Given passage:
— BEGIN —

TCA 2,4,6-trichloroanisole is a derivative of anisole and is the biggest cause of cork taint in wine. This powerful chemical compound gives wine a musty flavour and aroma. The contamination typically arises from a fungus found on corks, or sometimes other materials used in the production of wine.

The need to detect which bottles have been contaminated can be difficult and result in complex claims. Expert tasters must be used to identify those bottles that have been contaminated and once the affected wine has been located it is often rendered uneconomical to sell. An insurance policy can help vineyards to transfer some of this risk, and any losses could also be recoverable against the cork-supplier’s liability policy, which should include TCA contamination in its coverage.

Tartrates or other solid elements in wine are the residues that can arise from the natural wine-making process but are often unpalatable to consumers; this is why wine is typically filtered and/or decanted. If there is a flaw in the filtering or decanting process, these residues may appear in the wine.

These residues do not pose a risk to health, indeed, they are known as “wine diamonds’ by experts who love to find them in their glasses. But the general public typically is not so keen. To protect themselves against claims arising from residues, wine producers should ensure that they are expressly indicated in their insurance coverage. It is also possible to recover damages from the filtering and decanting process if, again, this is expressly included in the liability policy.

Corks, bottles and labels

There is a lot more that goes into bringing a bottle of wine to a bar or dining table than just the production of the wine. And insurance coverage can play a vital role in enabling this.

Coverage can be bought to protect against losses arising from defective corks that are difficult to extract, or which may break on extraction, contaminating the wine. It’s also important that wine producers manage and transfer the risks associated with spillage and the breakage of tanks, barrels or bottles.

— END —

Objective 1: Which containers does the passage on wine insurance say wine producers should manage and transfer the risk of breakage for?

Records shown:
— BEGIN —

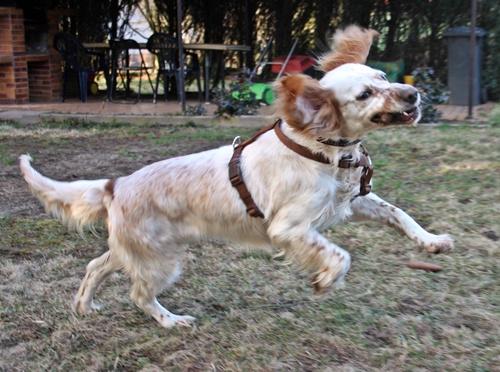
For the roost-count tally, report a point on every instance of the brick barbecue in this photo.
(28, 71)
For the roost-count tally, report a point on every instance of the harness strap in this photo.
(347, 161)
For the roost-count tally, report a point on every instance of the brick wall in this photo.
(25, 77)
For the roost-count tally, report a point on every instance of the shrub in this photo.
(238, 100)
(432, 92)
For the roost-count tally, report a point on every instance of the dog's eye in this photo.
(366, 94)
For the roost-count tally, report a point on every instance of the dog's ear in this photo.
(350, 45)
(306, 105)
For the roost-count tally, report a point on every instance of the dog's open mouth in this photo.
(402, 117)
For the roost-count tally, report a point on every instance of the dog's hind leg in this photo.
(147, 284)
(97, 271)
(374, 208)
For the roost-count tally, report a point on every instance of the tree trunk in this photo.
(283, 13)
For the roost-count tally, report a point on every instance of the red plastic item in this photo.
(296, 64)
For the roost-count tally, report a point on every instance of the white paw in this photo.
(333, 272)
(438, 243)
(172, 320)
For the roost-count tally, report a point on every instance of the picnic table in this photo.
(207, 50)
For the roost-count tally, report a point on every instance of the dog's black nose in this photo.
(409, 94)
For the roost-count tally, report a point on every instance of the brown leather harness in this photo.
(346, 162)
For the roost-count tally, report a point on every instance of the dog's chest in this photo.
(337, 192)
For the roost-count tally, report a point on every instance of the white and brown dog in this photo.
(155, 211)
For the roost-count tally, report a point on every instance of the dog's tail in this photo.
(77, 204)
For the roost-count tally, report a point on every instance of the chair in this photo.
(123, 65)
(164, 47)
(76, 59)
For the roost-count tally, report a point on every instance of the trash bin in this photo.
(458, 39)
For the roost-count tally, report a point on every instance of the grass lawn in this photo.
(254, 312)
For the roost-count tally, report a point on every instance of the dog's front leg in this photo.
(328, 262)
(374, 208)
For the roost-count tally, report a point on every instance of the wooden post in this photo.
(182, 94)
(472, 57)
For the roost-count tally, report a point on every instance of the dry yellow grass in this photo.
(255, 313)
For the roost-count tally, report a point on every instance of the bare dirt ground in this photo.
(254, 312)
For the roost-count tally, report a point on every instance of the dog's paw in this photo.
(439, 243)
(173, 320)
(333, 272)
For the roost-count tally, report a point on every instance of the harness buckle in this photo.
(236, 142)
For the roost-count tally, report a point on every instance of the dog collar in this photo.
(343, 142)
(346, 162)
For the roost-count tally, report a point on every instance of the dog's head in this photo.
(351, 98)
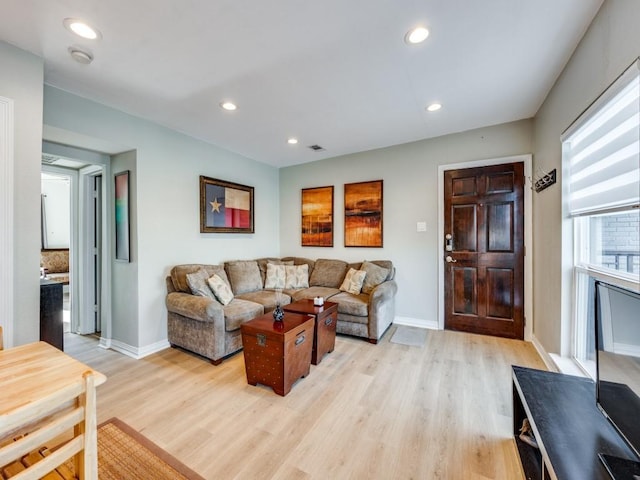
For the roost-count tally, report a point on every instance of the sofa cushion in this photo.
(244, 276)
(179, 274)
(375, 275)
(356, 305)
(311, 292)
(328, 273)
(297, 276)
(353, 281)
(300, 261)
(267, 298)
(275, 277)
(220, 289)
(240, 311)
(263, 262)
(198, 285)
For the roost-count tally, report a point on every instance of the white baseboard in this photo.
(416, 322)
(546, 358)
(137, 352)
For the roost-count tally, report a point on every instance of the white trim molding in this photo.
(528, 237)
(416, 322)
(135, 352)
(7, 229)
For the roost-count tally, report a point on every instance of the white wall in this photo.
(611, 43)
(21, 80)
(168, 165)
(410, 174)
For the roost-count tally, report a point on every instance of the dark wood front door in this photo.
(484, 250)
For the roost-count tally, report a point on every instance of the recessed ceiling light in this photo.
(81, 28)
(81, 55)
(230, 106)
(416, 35)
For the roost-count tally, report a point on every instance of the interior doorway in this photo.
(56, 247)
(85, 220)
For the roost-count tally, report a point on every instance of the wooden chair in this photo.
(37, 438)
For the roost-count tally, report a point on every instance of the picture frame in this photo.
(225, 207)
(316, 227)
(122, 213)
(363, 214)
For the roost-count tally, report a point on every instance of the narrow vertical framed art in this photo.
(121, 181)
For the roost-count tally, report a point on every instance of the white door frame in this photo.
(528, 238)
(7, 229)
(86, 231)
(73, 238)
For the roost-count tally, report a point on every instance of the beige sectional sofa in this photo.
(208, 323)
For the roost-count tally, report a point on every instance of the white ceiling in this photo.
(334, 72)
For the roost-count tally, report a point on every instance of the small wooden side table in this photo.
(277, 354)
(326, 317)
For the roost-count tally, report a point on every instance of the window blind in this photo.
(603, 150)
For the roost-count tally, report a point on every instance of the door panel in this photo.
(500, 281)
(464, 218)
(500, 227)
(465, 280)
(484, 270)
(463, 186)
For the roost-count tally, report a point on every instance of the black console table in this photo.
(569, 428)
(51, 318)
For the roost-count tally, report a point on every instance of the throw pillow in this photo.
(197, 282)
(297, 276)
(375, 276)
(275, 276)
(221, 290)
(353, 281)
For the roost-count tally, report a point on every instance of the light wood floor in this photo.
(383, 411)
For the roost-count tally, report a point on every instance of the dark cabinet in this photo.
(51, 328)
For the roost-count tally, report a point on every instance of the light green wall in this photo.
(168, 166)
(410, 174)
(610, 44)
(21, 77)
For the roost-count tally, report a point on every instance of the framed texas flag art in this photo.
(225, 207)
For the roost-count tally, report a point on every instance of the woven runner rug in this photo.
(125, 454)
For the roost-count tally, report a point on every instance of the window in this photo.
(602, 152)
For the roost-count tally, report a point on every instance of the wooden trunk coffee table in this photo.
(277, 354)
(326, 317)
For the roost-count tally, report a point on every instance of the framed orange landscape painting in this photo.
(363, 214)
(317, 217)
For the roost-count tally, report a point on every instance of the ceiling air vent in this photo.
(49, 159)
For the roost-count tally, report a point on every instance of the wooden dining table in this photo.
(43, 394)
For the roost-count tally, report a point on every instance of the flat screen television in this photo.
(617, 313)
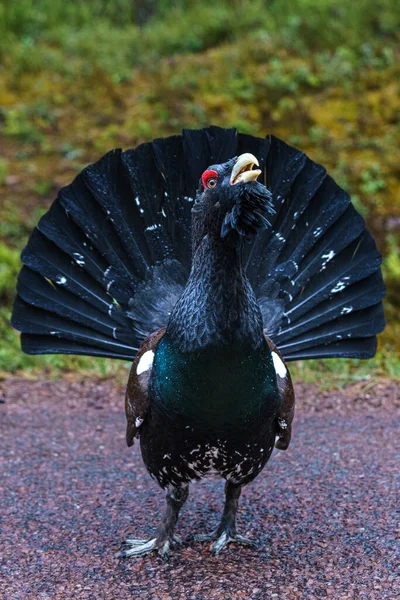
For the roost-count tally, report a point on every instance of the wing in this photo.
(136, 398)
(286, 392)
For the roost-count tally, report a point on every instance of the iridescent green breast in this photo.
(217, 389)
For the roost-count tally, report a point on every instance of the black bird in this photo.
(218, 273)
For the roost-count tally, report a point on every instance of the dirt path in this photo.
(326, 512)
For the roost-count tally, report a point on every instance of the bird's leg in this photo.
(176, 497)
(226, 531)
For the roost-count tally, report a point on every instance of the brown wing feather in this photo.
(286, 414)
(136, 398)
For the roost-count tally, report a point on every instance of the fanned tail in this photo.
(111, 257)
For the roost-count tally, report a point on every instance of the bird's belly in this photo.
(176, 457)
(217, 391)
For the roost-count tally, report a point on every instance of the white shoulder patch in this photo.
(145, 362)
(279, 365)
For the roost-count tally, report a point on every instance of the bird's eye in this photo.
(209, 178)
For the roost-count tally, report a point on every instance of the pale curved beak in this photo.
(242, 171)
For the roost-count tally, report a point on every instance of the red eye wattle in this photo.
(209, 178)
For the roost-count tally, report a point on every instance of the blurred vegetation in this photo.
(77, 79)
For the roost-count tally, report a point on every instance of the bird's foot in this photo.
(222, 539)
(135, 547)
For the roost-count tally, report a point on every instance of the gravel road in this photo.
(325, 513)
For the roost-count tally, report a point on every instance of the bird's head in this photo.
(230, 203)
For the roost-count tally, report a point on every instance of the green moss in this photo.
(80, 78)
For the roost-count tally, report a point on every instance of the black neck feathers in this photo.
(218, 306)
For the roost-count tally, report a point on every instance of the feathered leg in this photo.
(176, 497)
(226, 531)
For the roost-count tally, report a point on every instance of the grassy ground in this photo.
(77, 79)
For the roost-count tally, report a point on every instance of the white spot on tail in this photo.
(79, 259)
(145, 362)
(279, 366)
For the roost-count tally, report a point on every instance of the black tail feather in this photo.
(108, 261)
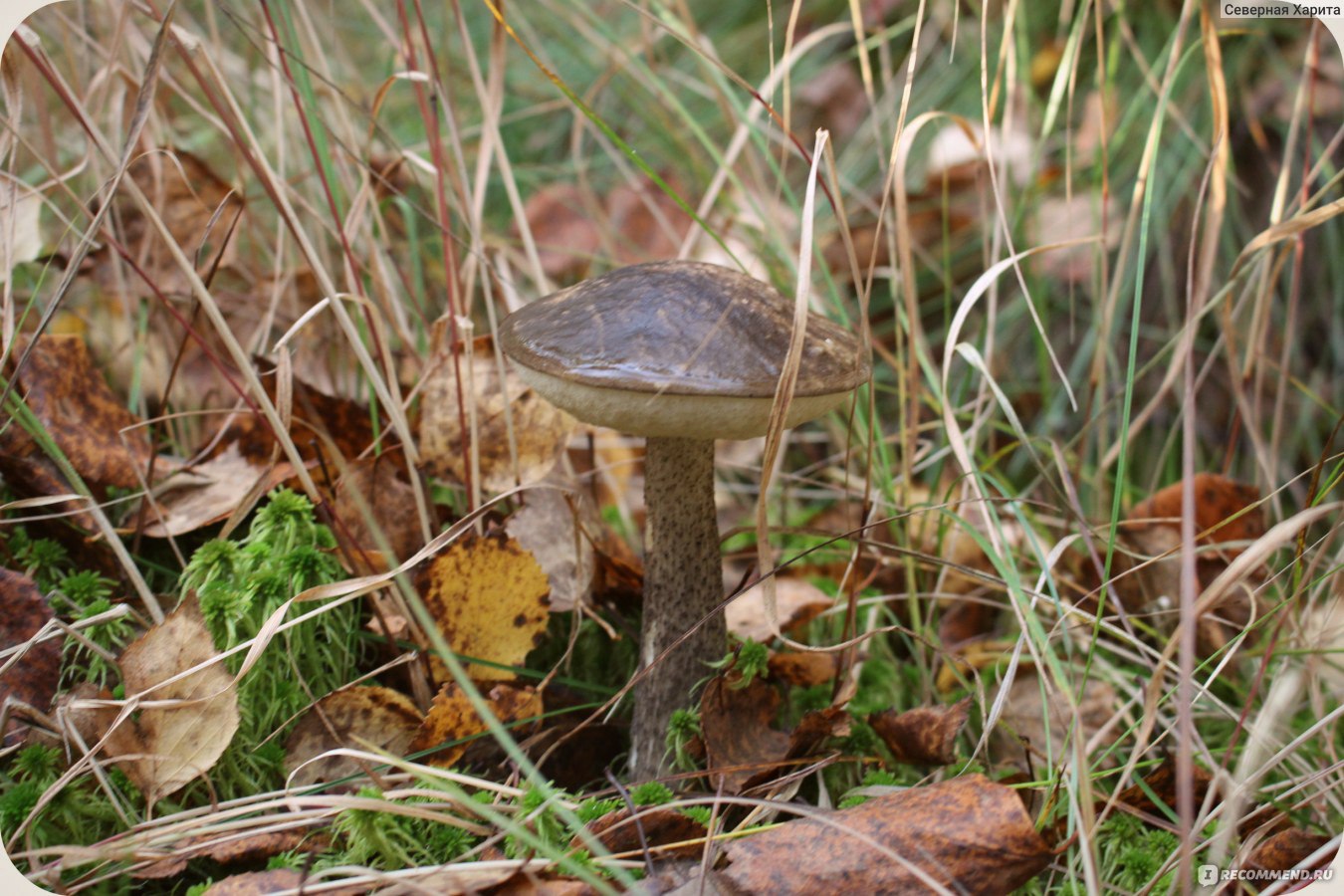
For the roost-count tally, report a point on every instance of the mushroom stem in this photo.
(683, 583)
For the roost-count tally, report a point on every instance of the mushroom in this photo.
(682, 353)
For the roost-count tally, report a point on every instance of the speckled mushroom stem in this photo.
(683, 581)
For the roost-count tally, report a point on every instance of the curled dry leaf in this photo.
(803, 669)
(361, 718)
(96, 433)
(1287, 849)
(541, 431)
(35, 676)
(738, 730)
(550, 528)
(375, 506)
(320, 426)
(168, 746)
(1148, 567)
(453, 718)
(797, 602)
(970, 835)
(231, 849)
(488, 598)
(925, 735)
(1036, 722)
(210, 492)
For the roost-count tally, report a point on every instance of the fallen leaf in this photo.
(1147, 568)
(375, 506)
(661, 826)
(210, 492)
(453, 718)
(925, 735)
(738, 729)
(968, 834)
(35, 675)
(320, 426)
(257, 883)
(167, 747)
(803, 669)
(797, 602)
(490, 599)
(231, 849)
(100, 437)
(549, 528)
(498, 398)
(1036, 722)
(1287, 849)
(580, 755)
(361, 718)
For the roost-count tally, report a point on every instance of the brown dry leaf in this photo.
(167, 747)
(35, 676)
(1287, 849)
(210, 492)
(620, 831)
(526, 883)
(797, 602)
(257, 883)
(453, 718)
(548, 527)
(541, 430)
(187, 195)
(925, 735)
(320, 425)
(1023, 723)
(563, 226)
(1160, 784)
(490, 599)
(1152, 530)
(376, 487)
(361, 718)
(803, 669)
(970, 834)
(85, 419)
(740, 738)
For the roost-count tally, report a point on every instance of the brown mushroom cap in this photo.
(678, 349)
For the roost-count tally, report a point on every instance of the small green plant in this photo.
(683, 730)
(239, 584)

— END —

Objective 2: Copy the lines of the records from the line containing "tail feather in this photo." through the end of the records, adding 144 to both coordinates of every point and leaving out the pictures.

Worked solution 1: Tanks, barrels, and bottles.

Worked solution 2:
For the roost-count tally, report a point on every instance of the black tail feather in this photo.
(252, 405)
For the roost-count tally, report a point on every instance of the mushroom stem in this photo.
(827, 727)
For the roost-count tally, report a point on every instance of the mushroom in this photo.
(826, 497)
For the roost-count tally, report a point on every instance of the speckled mushroom stem in this photo.
(827, 725)
For the roost-count tally, report a point on every instance of the curled dry leaf in this photo.
(947, 813)
(505, 862)
(240, 577)
(1431, 993)
(685, 575)
(179, 820)
(882, 874)
(694, 672)
(519, 650)
(464, 570)
(312, 890)
(1292, 711)
(597, 862)
(941, 746)
(1114, 979)
(375, 993)
(632, 742)
(1069, 879)
(1180, 866)
(354, 636)
For the roost-count tally, report a point on every instance of the fallen leaf in this photo.
(1291, 712)
(519, 650)
(805, 970)
(354, 636)
(597, 862)
(1069, 879)
(882, 873)
(1112, 978)
(179, 819)
(464, 570)
(401, 1027)
(311, 891)
(947, 813)
(941, 746)
(634, 743)
(375, 993)
(244, 581)
(693, 672)
(642, 542)
(1180, 866)
(1431, 993)
(724, 899)
(505, 862)
For the roost-count tally, report a point on every instance of the brown dry leaf in this photo.
(311, 891)
(179, 820)
(1431, 993)
(354, 636)
(764, 975)
(670, 1027)
(941, 746)
(401, 1027)
(597, 862)
(692, 671)
(685, 574)
(331, 339)
(1069, 879)
(464, 569)
(1167, 867)
(707, 370)
(1304, 928)
(634, 743)
(1296, 674)
(520, 631)
(505, 862)
(947, 813)
(1114, 978)
(229, 563)
(884, 882)
For the roost-count tally, report a point on every instance of the brown mushroom cap in this photo.
(822, 493)
For the roost-count tally, report a point on every instance of the small green plant in this photo.
(827, 874)
(383, 728)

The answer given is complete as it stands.